Document passage below:

Transcript - ABC News Breakfast
The Prime Minister Scott Morrison is expected to outline his blueprint for the economy post-COVID in a speech later today.
It's also likely that he'll unveil a list of projects worth around $1.5 billion to safeguard scores of jobs, working with the States and Territories to identify priorities. We're joined now by the Deputy Prime Minister and Minister for Infrastructure, Michael McCormack from Canberra. Good to see you this morning.
Good morning, Michael.
Now, tell us about these projects and how quickly work could begin on them?
Well, there's a couple of important things that the Prime Minister is going to outline in his address to the Committee for Economic Development for Australia and as you've just said, $1.5 billion for roads that aren't necessarily the major roads but they're certainly important linkage roads for regional Australia – Princess Highway – that type of road. And as part of that $1.5 billion commitment, there's $500 million specifically for road safety measures. So that's line marking and making sure that the roads are what they need to be because, of course, we are all working towards zero 2050. We're all working towards making sure that we've got no deaths on the roads. That's the vision. The international community has set the date 2050 but, of course, we'd like to have no deaths on the roads right now, Michael. Everybody understands and appreciates that.

End of Document passage.

- _Exercise 1_: Translate this sentence from the ABC News Breakfast transcript into Spanish: "And as part of that $1.5 billion commitment, there's $500 million specifically for road safety measures."
- _Exercise 2_: According to the ABC News Breakfast transcript, what year has the international community set as the date for having no deaths on the roads?
- _Exercise 3_: Extract the portion of the ABC News Breakfast transcript between "It's also likely" and "you this morning.", inclusive.

Raw data below:

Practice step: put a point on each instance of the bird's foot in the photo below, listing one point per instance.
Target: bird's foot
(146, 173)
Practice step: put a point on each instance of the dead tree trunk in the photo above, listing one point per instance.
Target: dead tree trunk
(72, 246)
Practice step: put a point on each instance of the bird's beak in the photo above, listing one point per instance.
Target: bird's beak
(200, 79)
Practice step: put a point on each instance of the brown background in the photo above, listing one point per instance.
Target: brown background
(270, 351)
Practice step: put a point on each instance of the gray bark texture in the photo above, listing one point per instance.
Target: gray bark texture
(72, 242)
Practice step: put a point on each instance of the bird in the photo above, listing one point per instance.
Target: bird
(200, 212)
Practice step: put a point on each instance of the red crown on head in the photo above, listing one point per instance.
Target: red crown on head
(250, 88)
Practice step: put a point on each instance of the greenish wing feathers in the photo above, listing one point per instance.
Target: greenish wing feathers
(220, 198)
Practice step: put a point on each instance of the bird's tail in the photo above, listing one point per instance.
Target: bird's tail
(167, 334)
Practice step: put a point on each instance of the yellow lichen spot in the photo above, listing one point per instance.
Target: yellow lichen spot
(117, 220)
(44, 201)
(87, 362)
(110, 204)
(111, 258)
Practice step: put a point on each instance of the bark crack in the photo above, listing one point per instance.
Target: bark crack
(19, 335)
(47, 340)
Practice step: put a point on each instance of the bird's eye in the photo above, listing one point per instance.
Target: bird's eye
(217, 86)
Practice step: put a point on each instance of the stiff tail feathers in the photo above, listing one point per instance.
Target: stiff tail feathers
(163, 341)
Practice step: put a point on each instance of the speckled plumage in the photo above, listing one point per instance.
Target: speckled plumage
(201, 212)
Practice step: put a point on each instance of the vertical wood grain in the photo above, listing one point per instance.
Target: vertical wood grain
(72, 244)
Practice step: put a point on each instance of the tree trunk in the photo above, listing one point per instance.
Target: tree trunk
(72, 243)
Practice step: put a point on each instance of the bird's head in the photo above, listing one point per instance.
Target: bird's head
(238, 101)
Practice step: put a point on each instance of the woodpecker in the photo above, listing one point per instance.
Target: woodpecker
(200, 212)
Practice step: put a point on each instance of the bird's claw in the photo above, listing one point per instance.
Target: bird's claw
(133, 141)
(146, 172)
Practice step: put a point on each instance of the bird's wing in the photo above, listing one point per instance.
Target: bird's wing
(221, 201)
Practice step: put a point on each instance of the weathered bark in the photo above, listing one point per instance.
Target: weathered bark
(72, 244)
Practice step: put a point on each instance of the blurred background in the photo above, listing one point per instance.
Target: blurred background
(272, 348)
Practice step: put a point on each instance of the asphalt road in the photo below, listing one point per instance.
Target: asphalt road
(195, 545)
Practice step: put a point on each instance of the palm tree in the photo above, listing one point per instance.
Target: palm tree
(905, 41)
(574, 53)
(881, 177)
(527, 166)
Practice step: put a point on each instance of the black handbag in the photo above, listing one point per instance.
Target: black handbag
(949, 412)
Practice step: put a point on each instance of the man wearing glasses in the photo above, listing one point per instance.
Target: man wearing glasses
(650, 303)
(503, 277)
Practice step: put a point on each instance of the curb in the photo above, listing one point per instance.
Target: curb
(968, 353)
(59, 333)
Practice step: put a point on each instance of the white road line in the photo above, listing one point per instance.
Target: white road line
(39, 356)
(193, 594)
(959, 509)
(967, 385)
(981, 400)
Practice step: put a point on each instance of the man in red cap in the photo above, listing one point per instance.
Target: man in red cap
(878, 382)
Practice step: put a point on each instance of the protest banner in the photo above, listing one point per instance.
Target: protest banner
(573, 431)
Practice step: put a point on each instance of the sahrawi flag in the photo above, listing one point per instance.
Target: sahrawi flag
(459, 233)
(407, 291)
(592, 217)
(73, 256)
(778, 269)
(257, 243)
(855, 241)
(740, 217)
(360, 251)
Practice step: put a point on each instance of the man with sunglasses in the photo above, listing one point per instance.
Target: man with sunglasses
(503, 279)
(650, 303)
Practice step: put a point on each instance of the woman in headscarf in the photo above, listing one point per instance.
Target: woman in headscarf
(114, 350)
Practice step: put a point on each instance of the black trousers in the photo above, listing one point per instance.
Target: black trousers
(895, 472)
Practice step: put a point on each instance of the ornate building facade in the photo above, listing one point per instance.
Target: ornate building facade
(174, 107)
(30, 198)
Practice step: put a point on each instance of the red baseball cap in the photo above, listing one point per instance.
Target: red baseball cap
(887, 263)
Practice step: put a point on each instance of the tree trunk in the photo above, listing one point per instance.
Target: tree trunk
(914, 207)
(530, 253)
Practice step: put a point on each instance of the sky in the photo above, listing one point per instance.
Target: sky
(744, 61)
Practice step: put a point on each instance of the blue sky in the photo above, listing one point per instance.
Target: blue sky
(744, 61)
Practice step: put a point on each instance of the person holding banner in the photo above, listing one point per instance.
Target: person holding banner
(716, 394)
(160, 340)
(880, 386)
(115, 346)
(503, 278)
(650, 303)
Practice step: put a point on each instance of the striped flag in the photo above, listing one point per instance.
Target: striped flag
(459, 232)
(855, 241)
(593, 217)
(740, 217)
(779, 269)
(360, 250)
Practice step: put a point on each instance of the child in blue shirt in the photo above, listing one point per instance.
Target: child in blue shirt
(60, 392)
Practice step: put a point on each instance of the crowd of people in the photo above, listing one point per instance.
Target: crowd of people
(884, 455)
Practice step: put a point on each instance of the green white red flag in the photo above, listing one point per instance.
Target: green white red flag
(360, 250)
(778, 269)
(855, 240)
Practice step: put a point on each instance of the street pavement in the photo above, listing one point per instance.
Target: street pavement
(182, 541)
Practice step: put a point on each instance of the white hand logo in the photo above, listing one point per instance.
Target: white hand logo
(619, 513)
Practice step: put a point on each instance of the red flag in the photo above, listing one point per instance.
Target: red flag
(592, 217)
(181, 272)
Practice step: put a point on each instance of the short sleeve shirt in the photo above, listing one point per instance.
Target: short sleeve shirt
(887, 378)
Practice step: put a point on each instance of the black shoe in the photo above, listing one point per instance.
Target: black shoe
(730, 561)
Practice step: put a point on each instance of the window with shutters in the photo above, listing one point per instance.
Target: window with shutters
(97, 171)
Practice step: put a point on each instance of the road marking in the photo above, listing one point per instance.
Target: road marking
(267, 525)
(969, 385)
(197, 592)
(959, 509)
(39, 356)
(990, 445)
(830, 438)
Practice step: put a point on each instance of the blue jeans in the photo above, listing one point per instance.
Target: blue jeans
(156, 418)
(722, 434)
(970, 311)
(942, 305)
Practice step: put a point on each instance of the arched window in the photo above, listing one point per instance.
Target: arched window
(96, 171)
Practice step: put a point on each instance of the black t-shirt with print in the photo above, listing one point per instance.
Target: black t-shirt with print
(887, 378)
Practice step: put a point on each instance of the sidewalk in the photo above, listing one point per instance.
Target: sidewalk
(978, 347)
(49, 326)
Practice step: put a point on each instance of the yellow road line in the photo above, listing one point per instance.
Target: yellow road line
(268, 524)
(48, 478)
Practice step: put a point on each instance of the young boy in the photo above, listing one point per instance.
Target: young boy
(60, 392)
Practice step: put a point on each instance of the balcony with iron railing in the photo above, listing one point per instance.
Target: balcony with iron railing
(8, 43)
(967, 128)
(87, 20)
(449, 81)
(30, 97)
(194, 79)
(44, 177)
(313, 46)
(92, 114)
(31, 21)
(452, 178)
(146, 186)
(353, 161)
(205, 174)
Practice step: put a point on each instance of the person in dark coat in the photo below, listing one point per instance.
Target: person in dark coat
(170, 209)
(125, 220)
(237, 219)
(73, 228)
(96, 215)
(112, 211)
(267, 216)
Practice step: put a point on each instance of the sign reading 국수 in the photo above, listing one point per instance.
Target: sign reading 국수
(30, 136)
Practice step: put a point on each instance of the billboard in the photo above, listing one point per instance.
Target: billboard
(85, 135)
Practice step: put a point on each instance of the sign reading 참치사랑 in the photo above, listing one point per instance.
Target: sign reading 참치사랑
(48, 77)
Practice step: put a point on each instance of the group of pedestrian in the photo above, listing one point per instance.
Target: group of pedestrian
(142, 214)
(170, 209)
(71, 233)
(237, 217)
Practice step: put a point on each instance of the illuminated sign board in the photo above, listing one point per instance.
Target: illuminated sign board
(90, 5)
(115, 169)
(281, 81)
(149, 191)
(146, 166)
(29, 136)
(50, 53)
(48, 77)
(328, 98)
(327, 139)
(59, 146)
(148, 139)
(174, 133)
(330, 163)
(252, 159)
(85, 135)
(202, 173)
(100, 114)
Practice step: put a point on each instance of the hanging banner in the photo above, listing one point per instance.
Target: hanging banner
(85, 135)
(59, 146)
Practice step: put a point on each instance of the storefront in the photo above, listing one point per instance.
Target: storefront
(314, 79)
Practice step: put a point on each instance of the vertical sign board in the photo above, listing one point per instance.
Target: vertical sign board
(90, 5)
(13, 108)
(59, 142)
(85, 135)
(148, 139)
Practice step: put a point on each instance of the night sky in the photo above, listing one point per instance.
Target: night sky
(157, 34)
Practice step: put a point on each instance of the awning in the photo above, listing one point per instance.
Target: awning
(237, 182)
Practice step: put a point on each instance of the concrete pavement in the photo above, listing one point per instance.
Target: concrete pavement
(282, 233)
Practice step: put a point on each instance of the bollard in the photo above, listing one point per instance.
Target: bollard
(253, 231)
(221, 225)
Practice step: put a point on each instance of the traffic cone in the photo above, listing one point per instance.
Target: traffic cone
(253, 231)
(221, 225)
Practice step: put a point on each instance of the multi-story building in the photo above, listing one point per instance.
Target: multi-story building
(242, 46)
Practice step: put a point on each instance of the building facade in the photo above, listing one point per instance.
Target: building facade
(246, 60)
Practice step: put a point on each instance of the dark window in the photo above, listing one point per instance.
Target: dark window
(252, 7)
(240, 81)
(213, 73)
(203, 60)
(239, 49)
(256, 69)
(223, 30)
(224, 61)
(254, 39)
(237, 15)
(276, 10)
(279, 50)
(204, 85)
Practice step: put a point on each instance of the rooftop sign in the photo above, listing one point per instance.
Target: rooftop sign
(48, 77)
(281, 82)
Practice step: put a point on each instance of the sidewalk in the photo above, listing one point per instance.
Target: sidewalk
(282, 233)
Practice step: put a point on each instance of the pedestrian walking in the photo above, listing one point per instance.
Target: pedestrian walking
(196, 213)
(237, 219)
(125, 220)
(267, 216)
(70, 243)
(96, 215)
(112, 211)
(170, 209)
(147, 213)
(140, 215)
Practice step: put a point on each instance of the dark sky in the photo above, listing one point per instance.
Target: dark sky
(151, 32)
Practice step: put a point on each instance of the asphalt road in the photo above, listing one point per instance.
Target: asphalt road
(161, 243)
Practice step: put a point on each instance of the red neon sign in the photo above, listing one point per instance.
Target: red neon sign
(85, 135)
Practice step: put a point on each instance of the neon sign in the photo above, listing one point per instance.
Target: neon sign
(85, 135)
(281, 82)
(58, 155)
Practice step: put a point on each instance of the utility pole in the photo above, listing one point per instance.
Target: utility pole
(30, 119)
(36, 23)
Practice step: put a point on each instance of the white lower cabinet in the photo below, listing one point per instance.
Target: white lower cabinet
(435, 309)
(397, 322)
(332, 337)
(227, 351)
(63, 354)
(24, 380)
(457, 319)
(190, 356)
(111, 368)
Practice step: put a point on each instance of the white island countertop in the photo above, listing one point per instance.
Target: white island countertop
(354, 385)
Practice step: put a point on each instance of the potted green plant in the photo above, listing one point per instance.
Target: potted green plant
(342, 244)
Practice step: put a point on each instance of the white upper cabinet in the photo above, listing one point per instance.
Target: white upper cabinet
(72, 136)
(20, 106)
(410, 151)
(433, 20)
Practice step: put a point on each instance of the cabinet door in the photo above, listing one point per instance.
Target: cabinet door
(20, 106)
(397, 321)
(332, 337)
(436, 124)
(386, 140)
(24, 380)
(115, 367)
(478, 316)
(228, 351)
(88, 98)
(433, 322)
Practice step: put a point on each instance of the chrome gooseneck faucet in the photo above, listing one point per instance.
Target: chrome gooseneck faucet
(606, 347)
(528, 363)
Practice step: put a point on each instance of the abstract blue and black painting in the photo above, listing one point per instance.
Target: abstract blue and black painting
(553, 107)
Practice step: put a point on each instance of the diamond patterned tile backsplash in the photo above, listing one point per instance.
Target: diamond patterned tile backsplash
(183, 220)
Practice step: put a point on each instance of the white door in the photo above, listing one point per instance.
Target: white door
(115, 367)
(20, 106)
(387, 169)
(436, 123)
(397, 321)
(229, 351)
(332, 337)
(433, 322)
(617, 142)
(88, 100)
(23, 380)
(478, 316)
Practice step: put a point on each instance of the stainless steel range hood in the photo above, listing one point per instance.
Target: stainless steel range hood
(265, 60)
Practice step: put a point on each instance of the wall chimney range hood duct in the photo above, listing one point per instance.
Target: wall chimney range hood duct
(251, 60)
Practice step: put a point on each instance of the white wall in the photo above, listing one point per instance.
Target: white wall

End of Raw data.

- _Exercise result 1_: Y como parte de ese compromiso de 1.500 millones de dólares, hay 500 millones de dólares destinados específicamente a medidas de seguridad vial.

- _Exercise result 2_: 2050

- _Exercise result 3_:
It's also likely that he'll unveil a list of projects worth around $1.5 billion to safeguard scores of jobs, working with the States and Territories to identify priorities. We're joined now by the Deputy Prime Minister and Minister for Infrastructure, Michael McCormack from Canberra. Good to see you this morning.